[Records from a collection]
======

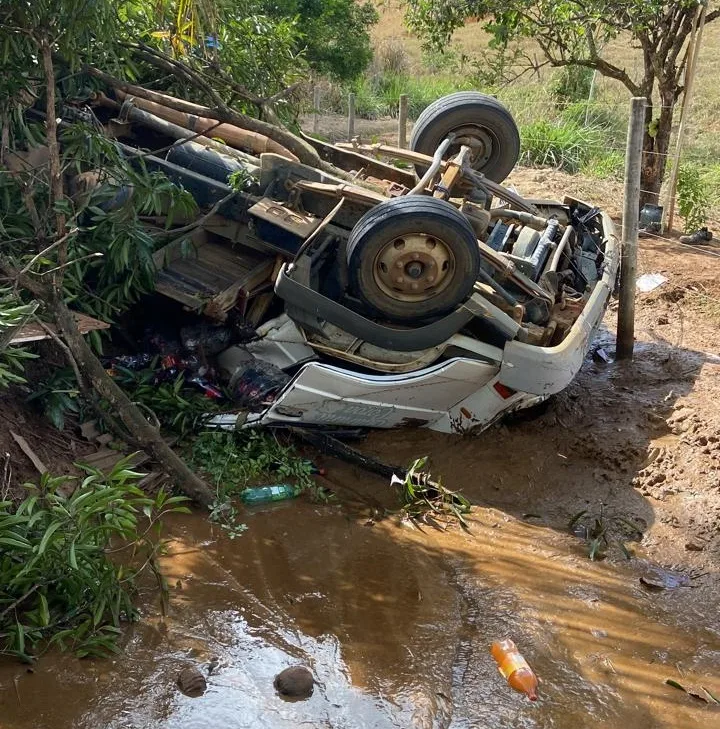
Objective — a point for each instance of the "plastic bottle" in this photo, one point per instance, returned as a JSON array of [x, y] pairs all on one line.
[[263, 494], [514, 668]]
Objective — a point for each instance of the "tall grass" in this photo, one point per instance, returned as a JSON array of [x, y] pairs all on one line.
[[562, 145]]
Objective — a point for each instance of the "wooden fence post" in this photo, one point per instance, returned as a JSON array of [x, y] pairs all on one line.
[[628, 264], [402, 122], [316, 109], [693, 51], [351, 116]]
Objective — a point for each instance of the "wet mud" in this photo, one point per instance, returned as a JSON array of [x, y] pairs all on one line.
[[395, 623]]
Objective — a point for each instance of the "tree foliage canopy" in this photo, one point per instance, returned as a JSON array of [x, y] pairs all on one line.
[[575, 33]]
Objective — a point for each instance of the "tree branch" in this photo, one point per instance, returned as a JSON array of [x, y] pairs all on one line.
[[304, 152]]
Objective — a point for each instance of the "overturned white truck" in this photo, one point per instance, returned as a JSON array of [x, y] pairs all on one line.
[[428, 295]]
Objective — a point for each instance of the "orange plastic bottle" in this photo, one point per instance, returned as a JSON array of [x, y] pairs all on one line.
[[514, 668]]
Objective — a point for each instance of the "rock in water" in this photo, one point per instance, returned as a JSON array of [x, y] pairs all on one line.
[[191, 682], [295, 682]]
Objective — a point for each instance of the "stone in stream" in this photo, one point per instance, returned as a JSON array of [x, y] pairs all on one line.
[[191, 682], [295, 682]]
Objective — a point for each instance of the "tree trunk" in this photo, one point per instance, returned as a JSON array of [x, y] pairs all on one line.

======

All entries should be given again exactly, except that pictures are to be excluded.

Objective — a point for each instance of the "plastic bottle" in this photo, one point per instance, returned as a JSON array of [x, y] pairs all on one line.
[[263, 494], [514, 668]]
Objective — a point for each instance of the "tall grass" in this photo, one point per instance, returned as a JSON array of [x, y] pairs all on one line.
[[562, 145]]
Objective — a point for each instance of the "wooden fence post" in this photo, one point per instance, returned as a JSON array of [x, y] pairs all on one line.
[[628, 264], [402, 122], [316, 109], [693, 51], [351, 116]]
Objective — a point for each instance of the "wet mud" in this photo, one point per instance, returned as a JSON array of [x, y] pairs all on one line.
[[395, 623]]
Objective — a point for each instance of the "tree foliage canopy" in this photo, one point per instance, returned as a JSON array of [x, y] pairs all on one line.
[[575, 33]]
Objective — a point for each instance of the "tree branch" in this photo, one point per instance, returned as a JSON array of [x, y] pairs all on one line.
[[304, 152]]
Objective — a point for each instance of the "overturned white truck" in this photo, one point per instance, returned as a JSON array of [x, y] pairs all on one line.
[[428, 295]]
Objective — a point for each instance of the "orange plastic bottle" in this photo, one point per instance, returned as a JSON array of [x, y] pairs all on one line.
[[514, 668]]
Objective — a point for each instance of the "rock in water" in this photo, one point per instance, returned as a JSON array of [x, y] pairs all on one line.
[[191, 682], [295, 682]]
Objective — a point for each instance of the "stone in stream" in this photo, one point per instance, returned as a JSON array of [x, y] pairs all on one line.
[[191, 682], [295, 682]]
Objective — a point for each instance of the "tree trunk" in this photo, one point per instance, returned as a JSON array of [x, y] pairs all on one line.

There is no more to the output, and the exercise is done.